▶ [Problems to work on]:
- 1) In the forum thread about timestamps after the CDH upgrade, what is the default value of the spark.sql.parquet.writeLegacyFormat property?
- 2) Please write out the forum thread about timestamps after the CDH upgrade word for word, from "To skip issues" to "the Parquet data.".
- 3) For each statement, say yes or no according to the forum thread about timestamps after the CDH upgrade, and quote the words that decide it.
(a) On CDH 6, selecting the inserted date from Impala returns '2019-01-30 04:00:00'.
(b) The person who asked says they are using Spark 2.4.
(c) With writeLegacyFormat set to true, Spark writes Parquet data using the same convention as Hive.

▶ [Document section]:
0
votes

We recently upgraded our server from CDH 5 to CDH 6 . When inserting data to TIMESTAMP columns using SPARK in parquet tables there is difference how data is inserted.

CDH 5:

HIVE:
If we insert 2019-01-30 to TIMESTAMP column of parquet table and select data from Hive value is '2019-01-30 00:00:00 0'

CDH 6:

HIVE:
If we insert 2019-01-30 to TIMESTAMP column of parquet table and select data from HIVE value is '2019-01-30 04:00:00'

IMPALA:
If we insert 2019-01-30 to TIMESTAMP column of parquet table and select data from IMPALA value is '2019-01-30 04:00:00'

Please let me know if there is any spark properties we can use . My primary goal is to match HIVE value in CDH5 vs CDH6 and If possible when we select from IMPALA if should be 2019-01-30 00:00:00'

1
Can you maybe tell what version of Spark you were on then and is on now? Also, as far as I know parquet stores timestamps in UTC, so it could be a presentation layer adjustment.mazaneicha
We are using Spark 2.3 versionuser1024962
Maybe you'll find this info useful docs.cloudera.com/runtime/7.2.1/developing-spark-applications/…. By the way, I believe the default Spark version in CDH6 is 2.4.mazaneicha
Thanks for sending link. That was or impala . My main issue is date mismatch in HIVE not sure if there is any setting when compared CDH5 vs CDH6user1024962

1 Answers

1
votes

To skip issues with data type between Spark and Hive the convention used by Spark to write Parquet data is configurable.

This is determined by the property spark.sql.parquet.writeLegacyFormat. The default value is false. If set to true, Spark will use the same convention as Hive for writing the Parquet data.

val spark = SparkSession
    .builder()
    .appName("MyApp")
    .master("local[*]")
    .config("spark.sql.shuffle.partitions","200") //Change to a more reasonable default number of partitions for our data
    .config("spark.sql.parquet.writeLegacyFormat", true)

▶ [Extracted information]:
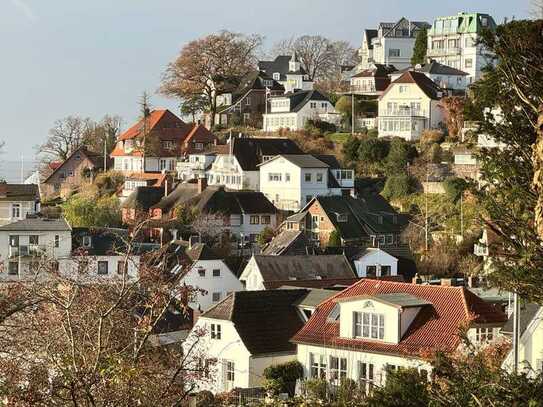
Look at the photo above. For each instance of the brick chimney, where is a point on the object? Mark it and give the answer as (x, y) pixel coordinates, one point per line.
(202, 184)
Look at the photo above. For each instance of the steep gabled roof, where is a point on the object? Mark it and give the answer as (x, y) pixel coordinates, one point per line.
(264, 320)
(435, 327)
(284, 268)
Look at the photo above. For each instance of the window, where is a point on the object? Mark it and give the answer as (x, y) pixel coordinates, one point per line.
(13, 268)
(338, 368)
(484, 335)
(369, 325)
(366, 375)
(14, 241)
(215, 331)
(318, 366)
(393, 52)
(102, 268)
(274, 177)
(122, 267)
(16, 211)
(230, 371)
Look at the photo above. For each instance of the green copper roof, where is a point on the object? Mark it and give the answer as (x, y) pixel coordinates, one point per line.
(463, 23)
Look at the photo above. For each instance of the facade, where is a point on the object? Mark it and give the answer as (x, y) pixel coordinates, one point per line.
(242, 335)
(17, 201)
(391, 43)
(156, 143)
(368, 220)
(291, 181)
(409, 106)
(453, 41)
(238, 168)
(375, 326)
(288, 72)
(293, 110)
(266, 272)
(210, 276)
(76, 171)
(246, 103)
(27, 244)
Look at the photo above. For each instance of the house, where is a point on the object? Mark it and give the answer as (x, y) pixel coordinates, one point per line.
(291, 181)
(446, 77)
(154, 144)
(376, 326)
(293, 110)
(368, 219)
(391, 43)
(209, 276)
(238, 168)
(25, 243)
(371, 81)
(454, 41)
(242, 335)
(263, 272)
(409, 106)
(287, 70)
(531, 340)
(246, 103)
(77, 170)
(17, 201)
(102, 253)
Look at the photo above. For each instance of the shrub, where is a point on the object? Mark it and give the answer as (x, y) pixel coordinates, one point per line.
(398, 186)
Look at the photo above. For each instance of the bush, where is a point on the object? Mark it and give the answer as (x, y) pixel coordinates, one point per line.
(398, 186)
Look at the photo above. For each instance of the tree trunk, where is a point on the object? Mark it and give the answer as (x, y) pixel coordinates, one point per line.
(537, 183)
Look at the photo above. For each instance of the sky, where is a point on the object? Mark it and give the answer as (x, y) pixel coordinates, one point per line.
(96, 57)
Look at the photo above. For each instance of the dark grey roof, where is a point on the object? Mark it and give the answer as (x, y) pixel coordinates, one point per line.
(19, 192)
(249, 151)
(300, 98)
(38, 224)
(279, 65)
(144, 198)
(527, 313)
(264, 320)
(288, 242)
(284, 268)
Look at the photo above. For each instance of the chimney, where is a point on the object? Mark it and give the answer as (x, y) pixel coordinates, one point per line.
(202, 184)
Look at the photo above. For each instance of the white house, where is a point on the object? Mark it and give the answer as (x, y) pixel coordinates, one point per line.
(242, 335)
(264, 272)
(446, 77)
(17, 201)
(291, 181)
(238, 169)
(25, 242)
(391, 43)
(287, 70)
(409, 106)
(531, 340)
(374, 326)
(453, 41)
(210, 276)
(292, 110)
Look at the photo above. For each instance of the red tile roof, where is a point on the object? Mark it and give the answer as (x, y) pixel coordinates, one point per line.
(434, 328)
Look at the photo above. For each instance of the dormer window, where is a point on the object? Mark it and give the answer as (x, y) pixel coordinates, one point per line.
(369, 325)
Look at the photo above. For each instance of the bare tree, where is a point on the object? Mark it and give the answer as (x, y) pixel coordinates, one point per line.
(207, 65)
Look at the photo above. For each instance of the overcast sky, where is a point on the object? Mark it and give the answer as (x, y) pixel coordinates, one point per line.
(96, 57)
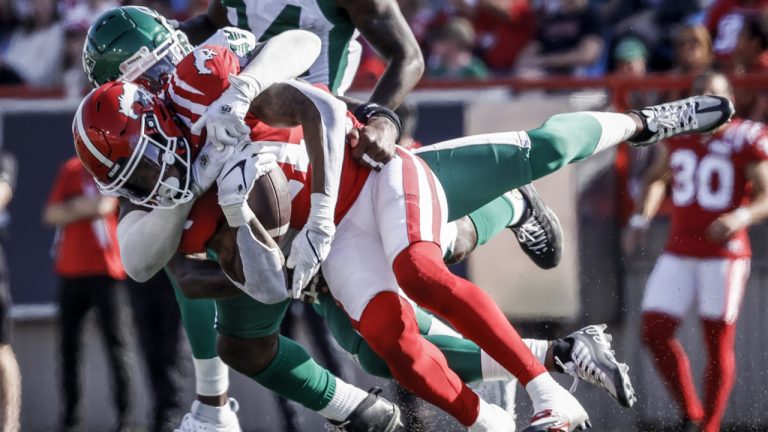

▶ [Solved problems]:
- 1) false

- 2)
To skip issues with data type between Spark and Hive the convention used by Spark to write Parquet data is configurable.

This is determined by the property spark.sql.parquet.writeLegacyFormat. The default value is false. If set to true, Spark will use the same convention as Hive for writing the Parquet data.

- 3)
(a) Yes: "If we insert 2019-01-30 to TIMESTAMP column of parquet table and select data from IMPALA value is '2019-01-30 04:00:00'"
(b) No: "We are using Spark 2.3 version"
(c) Yes: "If set to true, Spark will use the same convention as Hive for writing the Parquet data."